TEXT SECTION:

-------------------------

This is, as I've said, the fourth post is a series inspired by  The Impact of Import Dependency and Wind Generation on UK Gas Demand and Security of Supply to 2025,” from The Oxford Institute for Energy Studies. The final piece of data calculated in the hourly model, from 2003 through the end of 2022, is simply everything that is left necessary to meet demand.  I have not modeled solar (I have mentioned if I receive an email with month, hours and capacity factors I'll try to get around to doing so), nor am I attempting to figure in biomass, etc.  The bulk of this catchall group will be natural gas. Currently some coal is there, but it's usage is already greatly diminished - in 2010 for every 5 MW generated with natural gas 3MW were generated with coal.  This year only 1MW is.  



The Oxford study concluded: "...depending on the assumptions made ... the scale of gas consumption in the power sector by 2020 will need to be little changed from 2009 levels, even with 28GW of wind capacity." (pg. 84).  
In Ontario, natural gas-fired generation produced about 14TWh in 2009, and by 2022, the need will be for about 17TWh of generation to meet peaking needs.

-------------------------

[A run of records]
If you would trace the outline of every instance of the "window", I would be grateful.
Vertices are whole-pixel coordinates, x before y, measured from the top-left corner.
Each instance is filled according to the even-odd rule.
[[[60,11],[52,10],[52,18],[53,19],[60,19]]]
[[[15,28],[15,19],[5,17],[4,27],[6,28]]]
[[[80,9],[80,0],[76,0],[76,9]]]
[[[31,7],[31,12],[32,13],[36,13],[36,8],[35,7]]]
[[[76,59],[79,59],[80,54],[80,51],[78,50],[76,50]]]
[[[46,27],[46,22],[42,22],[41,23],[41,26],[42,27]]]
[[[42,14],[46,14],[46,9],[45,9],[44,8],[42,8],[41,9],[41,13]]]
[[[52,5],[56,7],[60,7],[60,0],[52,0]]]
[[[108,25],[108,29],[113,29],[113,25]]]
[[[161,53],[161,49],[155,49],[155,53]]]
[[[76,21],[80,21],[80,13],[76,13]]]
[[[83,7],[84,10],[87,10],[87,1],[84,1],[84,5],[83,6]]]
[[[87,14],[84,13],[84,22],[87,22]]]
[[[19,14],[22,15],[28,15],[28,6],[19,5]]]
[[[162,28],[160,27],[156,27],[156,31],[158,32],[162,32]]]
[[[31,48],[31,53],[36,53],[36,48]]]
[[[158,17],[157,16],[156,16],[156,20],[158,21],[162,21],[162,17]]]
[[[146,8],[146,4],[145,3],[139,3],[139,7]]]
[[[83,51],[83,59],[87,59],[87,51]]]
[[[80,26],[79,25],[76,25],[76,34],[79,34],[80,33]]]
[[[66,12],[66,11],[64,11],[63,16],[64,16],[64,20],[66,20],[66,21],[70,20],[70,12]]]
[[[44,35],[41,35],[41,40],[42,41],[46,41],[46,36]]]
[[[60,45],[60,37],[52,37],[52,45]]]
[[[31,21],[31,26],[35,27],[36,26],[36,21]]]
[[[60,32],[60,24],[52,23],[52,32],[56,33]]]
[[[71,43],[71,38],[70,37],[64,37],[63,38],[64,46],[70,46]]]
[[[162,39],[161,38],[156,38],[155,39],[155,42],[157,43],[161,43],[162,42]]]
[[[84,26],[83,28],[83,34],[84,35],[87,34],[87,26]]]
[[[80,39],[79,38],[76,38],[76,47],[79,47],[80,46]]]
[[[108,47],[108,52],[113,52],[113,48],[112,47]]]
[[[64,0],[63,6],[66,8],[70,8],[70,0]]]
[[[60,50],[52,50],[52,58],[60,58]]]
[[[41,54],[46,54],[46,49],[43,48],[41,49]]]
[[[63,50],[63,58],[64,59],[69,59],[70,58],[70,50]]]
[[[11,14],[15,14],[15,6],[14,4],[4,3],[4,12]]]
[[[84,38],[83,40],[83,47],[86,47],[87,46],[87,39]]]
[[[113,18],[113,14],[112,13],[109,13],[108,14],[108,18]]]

-------------------------

LIST OF TASKS:
1) Check each statement against the gas demand text and say whether it agrees: (a) The author has included solar generation in the hourly model. (b) The quoted conclusion of the Oxford study holds even with 28GW of wind capacity. (c) Natural gas-fired generation in Ontario produced about 14TWh in 2009. Answer yes or no for each and quote the deciding words.
2) Resume the gas demand text after its final sentence.
These records were drawn from a separate source.

TASK-BY-TASK ANSWERS:
1)
(a) No: "I have not modeled solar"
(b) Yes: "even with 28GW of wind capacity"
(c) Yes: "natural gas-fired generation produced about 14TWh in 2009"

2)
Despite planned growth of 3000MW in wind capacity after 2014, the production from gas, or comparable peaking sources, is never as low as in 2014.  The model's peak year for nuclear generation is 2014.  On a data note, these are 'fiscal' years and 2014 and 2020 have a 53rd week (weeks start on Wednesday in this data set).


More intriguing yet, querying the data set, to see how much peaking capacity is needed to meet annual peak demand,  shows that by 2022 we aren't better off than today despite the addition, in the model, of 5000MW of wind capacity and 1000MW of hydro.
I noted the wind capacity was clearly just extra, in the first 2 charts of my first post in this series.  I've now constructed 175320 records in a data model to confirm the obvious.

The largest cost of wind is the annihilation of markets that it brings, and with it, the destruction of value in viable generation technologies.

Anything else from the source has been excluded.